- **Check your understanding**:
A) In the FITS tutorial, what does the name FITS stand for?
B) List every kind of information that the FITS tutorial gives as something a FITS header may hold.
C) Repeat word for word the stretch of the FITS tutorial from "We shall look" through "static, embedded plots.".

- **Text under study**:

The standard format for storing astronomical data is the FITS format. FITS stands for Flexible Image Transport System.
The basic unit in a FITS file is an HDU - A Header- and Data Unit. Each HDU consists of - tadaa! - a header and some data. The header is in ASCII text format, the data us either stores as a binary array or as an ascii text table. The header contains of rows of (Keyword, Value, Comment) sets, and contains all sorts of information that may be deemed relevant for the data set - observing time, weather conditions, instrument settings, reduction pipeline version, name of observer, etc. etc.
The package we shall use is an integrated part of the Astropy library. It was originally called PyFITS and developed by, among others, the Space Telescope Science Institute (STScI), which runs the Hubble Space Telescope and the upcoming James Webb Space Telescope. You will find the name PyFITS in many online searches etc., but it has been incorporated into Astropy a couple of years back, and the standalone version is no longer developed.
We shall look at some basic FITS file reading and saving, header manipulation and creation, and some basic plotting. First, the usual imports.
#from IPython.display import
from IPython.display import display, HTML, YouTubeVideo
import matplotlib.pyplot as plt
import pprint as pp
import scipy as sp
from astropy.io import fits
# Write 'qt4' instead of 'inline' below for interactive
# figure windows rather than static, embedded plots.
%matplotlib inline
The basic way to open a FITS file is by:
MyData = fits.open('LARS8.fits')
print(type(MyData))

- **Material provided**:
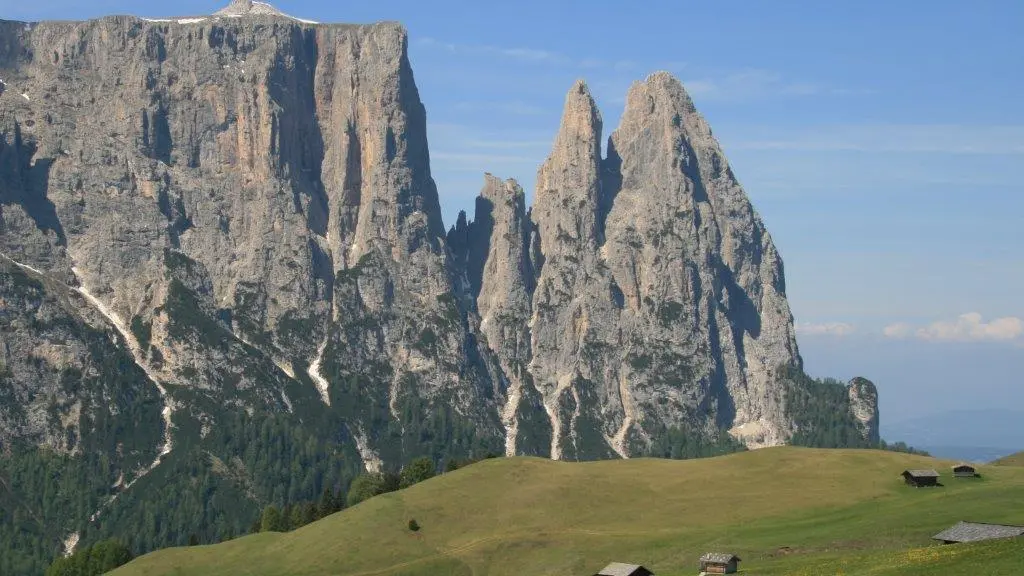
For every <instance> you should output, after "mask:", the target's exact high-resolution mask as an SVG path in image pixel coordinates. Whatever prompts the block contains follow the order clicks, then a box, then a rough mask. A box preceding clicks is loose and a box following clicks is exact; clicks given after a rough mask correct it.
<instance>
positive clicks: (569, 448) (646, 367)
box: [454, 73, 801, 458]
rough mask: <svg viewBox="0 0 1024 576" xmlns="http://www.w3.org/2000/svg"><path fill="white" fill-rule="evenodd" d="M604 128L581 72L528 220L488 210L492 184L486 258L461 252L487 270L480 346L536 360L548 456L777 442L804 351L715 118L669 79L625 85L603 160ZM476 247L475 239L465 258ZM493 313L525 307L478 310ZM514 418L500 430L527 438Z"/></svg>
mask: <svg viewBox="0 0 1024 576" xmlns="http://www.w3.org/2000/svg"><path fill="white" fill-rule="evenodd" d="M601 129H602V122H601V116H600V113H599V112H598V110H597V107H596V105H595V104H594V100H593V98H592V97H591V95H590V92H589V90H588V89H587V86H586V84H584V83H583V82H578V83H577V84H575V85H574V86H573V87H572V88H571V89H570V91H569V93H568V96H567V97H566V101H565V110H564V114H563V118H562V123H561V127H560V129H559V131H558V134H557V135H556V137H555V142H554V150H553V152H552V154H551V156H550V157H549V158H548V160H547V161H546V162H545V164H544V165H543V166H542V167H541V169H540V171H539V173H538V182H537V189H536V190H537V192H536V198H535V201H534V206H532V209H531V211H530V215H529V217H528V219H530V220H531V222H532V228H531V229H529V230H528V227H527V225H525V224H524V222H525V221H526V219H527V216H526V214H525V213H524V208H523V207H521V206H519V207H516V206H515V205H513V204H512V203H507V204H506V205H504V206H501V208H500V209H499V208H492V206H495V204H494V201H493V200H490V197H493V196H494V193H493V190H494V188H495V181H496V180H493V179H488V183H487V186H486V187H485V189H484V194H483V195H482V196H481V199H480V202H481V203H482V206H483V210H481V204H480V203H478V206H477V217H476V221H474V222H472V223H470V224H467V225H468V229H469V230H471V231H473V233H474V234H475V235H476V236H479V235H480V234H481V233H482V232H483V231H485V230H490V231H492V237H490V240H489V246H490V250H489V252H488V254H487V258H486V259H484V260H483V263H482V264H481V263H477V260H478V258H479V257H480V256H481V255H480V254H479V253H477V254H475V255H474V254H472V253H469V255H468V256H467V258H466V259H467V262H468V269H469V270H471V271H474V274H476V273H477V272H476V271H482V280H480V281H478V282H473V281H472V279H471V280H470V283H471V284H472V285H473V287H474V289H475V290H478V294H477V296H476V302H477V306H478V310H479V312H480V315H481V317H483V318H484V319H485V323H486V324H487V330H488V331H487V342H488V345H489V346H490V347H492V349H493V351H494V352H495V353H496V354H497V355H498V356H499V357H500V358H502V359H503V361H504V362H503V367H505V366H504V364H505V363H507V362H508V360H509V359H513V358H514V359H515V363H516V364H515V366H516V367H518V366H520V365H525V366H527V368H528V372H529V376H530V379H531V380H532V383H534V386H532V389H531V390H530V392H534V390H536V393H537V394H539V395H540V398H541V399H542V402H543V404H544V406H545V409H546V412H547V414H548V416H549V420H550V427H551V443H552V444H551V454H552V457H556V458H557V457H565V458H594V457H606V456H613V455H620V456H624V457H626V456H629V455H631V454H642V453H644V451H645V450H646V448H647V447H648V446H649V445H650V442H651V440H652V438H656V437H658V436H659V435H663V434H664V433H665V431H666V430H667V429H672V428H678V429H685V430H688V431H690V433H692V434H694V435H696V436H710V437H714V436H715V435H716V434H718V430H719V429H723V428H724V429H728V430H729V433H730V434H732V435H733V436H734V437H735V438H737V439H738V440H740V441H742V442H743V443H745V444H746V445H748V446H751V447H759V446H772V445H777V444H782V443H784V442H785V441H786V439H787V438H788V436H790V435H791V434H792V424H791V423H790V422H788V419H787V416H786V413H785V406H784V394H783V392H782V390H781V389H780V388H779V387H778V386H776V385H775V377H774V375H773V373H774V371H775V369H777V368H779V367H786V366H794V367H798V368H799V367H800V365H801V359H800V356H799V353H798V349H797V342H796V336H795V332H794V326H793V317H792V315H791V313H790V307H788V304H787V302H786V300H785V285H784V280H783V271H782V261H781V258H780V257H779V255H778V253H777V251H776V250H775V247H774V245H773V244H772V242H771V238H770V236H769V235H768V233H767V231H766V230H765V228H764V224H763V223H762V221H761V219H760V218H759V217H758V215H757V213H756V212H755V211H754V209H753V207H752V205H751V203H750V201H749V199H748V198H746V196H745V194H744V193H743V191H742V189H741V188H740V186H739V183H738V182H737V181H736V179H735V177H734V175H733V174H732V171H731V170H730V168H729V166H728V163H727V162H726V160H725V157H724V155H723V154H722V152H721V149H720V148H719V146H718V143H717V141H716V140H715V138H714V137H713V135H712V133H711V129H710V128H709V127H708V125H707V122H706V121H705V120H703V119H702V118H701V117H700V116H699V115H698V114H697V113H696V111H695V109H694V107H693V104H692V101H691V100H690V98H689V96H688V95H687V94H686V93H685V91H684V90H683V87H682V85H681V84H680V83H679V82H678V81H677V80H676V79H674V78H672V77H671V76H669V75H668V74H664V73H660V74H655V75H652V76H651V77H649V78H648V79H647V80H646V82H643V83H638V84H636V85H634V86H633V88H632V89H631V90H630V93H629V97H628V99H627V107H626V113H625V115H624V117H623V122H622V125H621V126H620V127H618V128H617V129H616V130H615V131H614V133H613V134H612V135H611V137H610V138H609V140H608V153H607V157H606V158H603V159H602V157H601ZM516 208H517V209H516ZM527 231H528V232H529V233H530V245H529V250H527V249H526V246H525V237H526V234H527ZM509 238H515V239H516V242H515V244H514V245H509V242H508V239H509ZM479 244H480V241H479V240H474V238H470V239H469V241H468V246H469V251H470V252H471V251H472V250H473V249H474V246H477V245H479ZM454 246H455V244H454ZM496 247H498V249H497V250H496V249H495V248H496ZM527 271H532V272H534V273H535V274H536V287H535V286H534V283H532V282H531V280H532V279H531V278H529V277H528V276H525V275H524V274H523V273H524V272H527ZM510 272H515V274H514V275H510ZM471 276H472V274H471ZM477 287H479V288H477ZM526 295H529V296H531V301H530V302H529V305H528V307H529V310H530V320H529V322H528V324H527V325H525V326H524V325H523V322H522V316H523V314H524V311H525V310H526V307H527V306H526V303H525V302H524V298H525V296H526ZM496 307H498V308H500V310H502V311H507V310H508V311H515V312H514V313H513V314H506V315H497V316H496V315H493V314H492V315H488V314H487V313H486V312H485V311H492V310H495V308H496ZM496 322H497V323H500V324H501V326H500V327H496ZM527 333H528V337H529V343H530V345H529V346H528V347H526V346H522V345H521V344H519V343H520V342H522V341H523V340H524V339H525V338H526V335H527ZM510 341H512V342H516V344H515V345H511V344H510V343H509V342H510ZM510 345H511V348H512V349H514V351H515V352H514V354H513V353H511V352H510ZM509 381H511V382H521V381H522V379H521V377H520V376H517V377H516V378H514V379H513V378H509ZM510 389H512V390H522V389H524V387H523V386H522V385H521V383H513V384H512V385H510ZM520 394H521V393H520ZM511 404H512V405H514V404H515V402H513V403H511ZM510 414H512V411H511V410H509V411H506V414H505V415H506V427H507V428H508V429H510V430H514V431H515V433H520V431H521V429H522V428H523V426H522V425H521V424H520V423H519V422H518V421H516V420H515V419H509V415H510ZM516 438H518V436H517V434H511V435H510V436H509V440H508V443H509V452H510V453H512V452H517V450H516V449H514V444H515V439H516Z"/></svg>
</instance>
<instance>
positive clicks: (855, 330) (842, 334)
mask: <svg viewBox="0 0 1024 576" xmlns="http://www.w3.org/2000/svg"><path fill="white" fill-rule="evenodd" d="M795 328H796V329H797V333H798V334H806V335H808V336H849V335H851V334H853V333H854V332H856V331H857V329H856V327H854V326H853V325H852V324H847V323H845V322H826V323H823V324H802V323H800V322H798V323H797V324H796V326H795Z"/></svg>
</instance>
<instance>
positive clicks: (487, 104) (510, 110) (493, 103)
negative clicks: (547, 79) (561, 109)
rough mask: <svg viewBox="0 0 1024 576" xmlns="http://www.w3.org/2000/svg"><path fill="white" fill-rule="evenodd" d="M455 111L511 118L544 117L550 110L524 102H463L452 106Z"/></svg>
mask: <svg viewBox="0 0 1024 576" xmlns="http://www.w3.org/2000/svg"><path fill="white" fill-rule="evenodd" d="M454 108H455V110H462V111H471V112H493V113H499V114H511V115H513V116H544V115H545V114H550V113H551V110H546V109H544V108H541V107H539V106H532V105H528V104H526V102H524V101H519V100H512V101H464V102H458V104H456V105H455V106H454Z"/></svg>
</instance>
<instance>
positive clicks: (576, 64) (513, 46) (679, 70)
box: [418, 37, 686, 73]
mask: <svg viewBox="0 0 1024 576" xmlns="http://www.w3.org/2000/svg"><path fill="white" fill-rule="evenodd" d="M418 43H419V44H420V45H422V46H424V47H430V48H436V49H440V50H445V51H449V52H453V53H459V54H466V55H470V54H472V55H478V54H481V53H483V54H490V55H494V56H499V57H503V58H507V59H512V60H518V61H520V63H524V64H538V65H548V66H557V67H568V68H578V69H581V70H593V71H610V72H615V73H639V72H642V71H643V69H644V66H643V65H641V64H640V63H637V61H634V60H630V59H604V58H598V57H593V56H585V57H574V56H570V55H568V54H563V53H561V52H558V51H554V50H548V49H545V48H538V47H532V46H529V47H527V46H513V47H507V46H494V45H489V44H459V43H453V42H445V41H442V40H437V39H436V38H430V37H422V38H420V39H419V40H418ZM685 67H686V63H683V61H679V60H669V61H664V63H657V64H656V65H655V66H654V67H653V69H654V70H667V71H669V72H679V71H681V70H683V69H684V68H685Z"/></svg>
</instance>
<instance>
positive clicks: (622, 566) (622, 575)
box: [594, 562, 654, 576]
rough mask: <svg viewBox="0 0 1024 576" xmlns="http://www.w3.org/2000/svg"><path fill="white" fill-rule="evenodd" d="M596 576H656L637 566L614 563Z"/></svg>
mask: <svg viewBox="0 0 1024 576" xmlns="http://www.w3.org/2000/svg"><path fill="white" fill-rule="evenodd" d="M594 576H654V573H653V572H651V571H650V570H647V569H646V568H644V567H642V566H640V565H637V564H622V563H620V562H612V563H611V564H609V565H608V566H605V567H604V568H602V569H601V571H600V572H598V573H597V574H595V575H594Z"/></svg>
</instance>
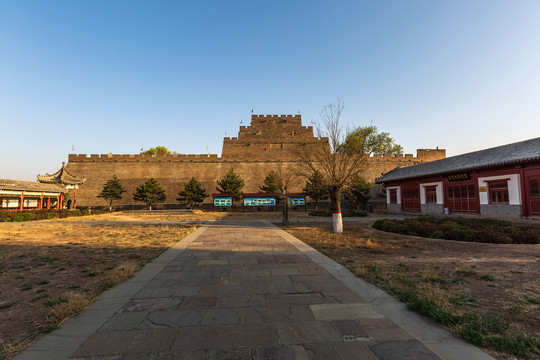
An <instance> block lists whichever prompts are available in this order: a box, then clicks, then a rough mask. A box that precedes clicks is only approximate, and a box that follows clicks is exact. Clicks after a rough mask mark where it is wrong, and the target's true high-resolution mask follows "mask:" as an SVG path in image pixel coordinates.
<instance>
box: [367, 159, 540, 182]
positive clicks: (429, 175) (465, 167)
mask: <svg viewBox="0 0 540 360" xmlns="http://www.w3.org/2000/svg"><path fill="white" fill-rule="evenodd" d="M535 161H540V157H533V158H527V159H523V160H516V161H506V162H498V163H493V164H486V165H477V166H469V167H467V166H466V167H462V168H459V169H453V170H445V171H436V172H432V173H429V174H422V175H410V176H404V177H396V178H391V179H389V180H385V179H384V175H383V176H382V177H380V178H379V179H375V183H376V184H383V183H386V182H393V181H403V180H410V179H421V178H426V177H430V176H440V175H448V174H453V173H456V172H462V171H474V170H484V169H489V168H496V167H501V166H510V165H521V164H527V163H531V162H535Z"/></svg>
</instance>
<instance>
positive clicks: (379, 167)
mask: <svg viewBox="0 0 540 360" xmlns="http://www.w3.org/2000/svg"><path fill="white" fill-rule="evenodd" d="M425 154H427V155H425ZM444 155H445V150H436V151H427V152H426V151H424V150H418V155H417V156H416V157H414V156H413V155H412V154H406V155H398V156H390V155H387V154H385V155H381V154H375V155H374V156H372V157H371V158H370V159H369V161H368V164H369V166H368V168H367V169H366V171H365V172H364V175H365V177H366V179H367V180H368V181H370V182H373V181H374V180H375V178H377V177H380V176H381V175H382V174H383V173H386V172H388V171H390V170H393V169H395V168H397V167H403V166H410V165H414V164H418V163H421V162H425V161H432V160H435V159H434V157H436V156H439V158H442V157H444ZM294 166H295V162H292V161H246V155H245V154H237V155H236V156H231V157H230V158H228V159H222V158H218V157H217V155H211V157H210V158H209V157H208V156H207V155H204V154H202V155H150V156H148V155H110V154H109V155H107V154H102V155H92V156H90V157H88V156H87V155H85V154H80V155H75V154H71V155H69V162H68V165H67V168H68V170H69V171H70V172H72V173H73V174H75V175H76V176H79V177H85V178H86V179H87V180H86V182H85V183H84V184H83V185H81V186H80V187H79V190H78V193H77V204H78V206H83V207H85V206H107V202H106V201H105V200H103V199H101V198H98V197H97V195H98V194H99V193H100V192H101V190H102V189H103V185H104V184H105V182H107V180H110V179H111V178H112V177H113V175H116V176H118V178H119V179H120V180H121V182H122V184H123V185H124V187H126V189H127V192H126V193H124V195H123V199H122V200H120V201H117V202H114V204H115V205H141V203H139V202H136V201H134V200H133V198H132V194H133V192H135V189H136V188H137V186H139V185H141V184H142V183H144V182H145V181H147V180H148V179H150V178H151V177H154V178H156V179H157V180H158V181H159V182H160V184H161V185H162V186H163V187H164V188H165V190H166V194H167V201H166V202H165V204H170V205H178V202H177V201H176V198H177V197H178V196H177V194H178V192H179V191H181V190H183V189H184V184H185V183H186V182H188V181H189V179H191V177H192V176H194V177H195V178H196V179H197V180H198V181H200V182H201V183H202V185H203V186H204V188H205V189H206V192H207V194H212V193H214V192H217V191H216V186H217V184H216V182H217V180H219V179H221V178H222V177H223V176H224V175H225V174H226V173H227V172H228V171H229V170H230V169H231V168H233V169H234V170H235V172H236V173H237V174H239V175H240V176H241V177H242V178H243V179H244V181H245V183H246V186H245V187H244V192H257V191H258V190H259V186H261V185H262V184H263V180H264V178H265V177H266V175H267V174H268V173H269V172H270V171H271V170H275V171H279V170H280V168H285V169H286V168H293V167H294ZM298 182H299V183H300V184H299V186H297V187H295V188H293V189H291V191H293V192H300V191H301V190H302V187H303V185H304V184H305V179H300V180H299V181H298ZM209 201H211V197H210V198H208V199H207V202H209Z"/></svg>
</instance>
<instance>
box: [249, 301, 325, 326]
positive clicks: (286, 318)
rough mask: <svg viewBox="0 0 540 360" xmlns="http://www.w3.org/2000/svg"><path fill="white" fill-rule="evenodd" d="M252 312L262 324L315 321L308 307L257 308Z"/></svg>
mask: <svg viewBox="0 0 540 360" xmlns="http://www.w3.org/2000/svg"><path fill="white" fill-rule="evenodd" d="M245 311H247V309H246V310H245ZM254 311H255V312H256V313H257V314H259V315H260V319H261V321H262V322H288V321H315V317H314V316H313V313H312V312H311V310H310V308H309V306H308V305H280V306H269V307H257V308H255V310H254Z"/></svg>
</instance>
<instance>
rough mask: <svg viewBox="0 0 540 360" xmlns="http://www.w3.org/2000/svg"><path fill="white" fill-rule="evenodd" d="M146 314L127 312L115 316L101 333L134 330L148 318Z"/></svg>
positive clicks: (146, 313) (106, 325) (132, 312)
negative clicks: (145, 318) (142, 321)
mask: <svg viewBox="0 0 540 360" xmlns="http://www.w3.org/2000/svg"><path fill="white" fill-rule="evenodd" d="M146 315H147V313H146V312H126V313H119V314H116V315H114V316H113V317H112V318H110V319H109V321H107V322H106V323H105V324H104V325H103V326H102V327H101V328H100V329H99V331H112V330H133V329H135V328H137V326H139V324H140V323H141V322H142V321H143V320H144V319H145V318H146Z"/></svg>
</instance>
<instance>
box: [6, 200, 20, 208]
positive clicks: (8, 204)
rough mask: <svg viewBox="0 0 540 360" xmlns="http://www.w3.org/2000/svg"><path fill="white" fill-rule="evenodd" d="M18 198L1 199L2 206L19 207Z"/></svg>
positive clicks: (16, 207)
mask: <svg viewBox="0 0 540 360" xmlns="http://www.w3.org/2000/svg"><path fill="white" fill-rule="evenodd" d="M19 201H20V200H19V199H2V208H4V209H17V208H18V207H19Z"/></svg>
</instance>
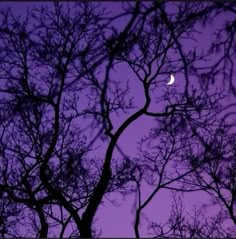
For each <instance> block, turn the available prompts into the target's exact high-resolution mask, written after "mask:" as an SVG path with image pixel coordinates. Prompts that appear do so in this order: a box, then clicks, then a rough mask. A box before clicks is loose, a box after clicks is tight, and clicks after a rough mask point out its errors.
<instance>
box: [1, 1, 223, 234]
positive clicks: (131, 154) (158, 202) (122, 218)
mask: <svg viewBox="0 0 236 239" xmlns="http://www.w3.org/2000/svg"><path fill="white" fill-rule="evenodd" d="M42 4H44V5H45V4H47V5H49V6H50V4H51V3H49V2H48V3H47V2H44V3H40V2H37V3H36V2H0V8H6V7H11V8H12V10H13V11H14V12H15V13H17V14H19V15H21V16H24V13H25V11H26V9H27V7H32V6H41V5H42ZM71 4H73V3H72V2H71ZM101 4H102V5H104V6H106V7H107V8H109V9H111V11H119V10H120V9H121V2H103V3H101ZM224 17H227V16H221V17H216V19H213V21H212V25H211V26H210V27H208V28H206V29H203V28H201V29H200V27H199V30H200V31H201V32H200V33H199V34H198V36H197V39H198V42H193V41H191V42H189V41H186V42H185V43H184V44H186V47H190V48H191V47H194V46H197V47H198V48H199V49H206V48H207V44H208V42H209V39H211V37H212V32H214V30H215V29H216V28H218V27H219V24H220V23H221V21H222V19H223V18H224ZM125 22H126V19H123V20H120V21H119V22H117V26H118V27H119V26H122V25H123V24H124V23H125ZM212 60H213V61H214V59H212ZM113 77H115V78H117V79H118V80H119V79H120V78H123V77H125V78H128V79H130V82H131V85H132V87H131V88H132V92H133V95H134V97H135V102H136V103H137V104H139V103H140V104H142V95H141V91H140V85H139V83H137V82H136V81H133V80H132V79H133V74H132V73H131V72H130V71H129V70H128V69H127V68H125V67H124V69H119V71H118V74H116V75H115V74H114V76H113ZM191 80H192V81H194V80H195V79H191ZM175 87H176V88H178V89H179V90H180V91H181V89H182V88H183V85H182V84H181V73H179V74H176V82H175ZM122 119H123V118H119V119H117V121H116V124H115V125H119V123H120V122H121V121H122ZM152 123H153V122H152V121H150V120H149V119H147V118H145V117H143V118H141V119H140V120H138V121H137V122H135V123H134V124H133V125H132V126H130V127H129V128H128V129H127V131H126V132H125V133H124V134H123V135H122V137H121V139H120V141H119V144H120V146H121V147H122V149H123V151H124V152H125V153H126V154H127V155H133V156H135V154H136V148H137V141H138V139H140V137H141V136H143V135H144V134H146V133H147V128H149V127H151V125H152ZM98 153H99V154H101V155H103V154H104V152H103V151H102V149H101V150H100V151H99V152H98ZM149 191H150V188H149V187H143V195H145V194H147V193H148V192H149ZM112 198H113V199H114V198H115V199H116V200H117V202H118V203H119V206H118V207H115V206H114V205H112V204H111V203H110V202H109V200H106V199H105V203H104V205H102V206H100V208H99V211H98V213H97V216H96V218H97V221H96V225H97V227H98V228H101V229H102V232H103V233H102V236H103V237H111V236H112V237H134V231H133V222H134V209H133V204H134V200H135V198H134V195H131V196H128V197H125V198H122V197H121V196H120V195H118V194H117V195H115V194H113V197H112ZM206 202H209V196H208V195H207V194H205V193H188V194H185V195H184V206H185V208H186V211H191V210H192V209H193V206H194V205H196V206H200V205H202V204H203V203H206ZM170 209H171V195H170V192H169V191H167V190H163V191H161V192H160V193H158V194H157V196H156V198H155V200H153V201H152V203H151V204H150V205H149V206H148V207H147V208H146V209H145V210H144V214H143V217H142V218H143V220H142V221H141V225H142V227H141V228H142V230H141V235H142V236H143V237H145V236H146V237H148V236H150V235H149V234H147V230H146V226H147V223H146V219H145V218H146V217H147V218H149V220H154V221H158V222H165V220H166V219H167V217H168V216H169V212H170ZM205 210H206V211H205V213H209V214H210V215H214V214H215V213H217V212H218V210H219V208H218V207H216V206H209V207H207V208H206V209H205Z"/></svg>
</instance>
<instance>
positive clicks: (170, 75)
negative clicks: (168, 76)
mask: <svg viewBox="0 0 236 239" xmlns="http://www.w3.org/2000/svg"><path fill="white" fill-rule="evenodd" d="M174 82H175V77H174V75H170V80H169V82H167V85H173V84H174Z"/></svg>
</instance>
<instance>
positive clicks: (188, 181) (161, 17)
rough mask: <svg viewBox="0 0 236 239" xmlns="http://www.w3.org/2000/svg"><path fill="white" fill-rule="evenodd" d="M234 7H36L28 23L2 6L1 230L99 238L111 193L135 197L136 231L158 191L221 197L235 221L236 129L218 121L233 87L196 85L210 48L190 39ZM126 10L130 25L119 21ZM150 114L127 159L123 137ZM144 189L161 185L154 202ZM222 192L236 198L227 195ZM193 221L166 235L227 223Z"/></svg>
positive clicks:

- **Your written answers**:
A) Flexible Image Transport System

B) observing time, weather conditions, instrument settings, reduction pipeline version, name of observer

C)
We shall look at some basic FITS file reading and saving, header manipulation and creation, and some basic plotting. First, the usual imports.
#from IPython.display import
from IPython.display import display, HTML, YouTubeVideo
import matplotlib.pyplot as plt
import pprint as pp
import scipy as sp
from astropy.io import fits
# Write 'qt4' instead of 'inline' below for interactive
# figure windows rather than static, embedded plots.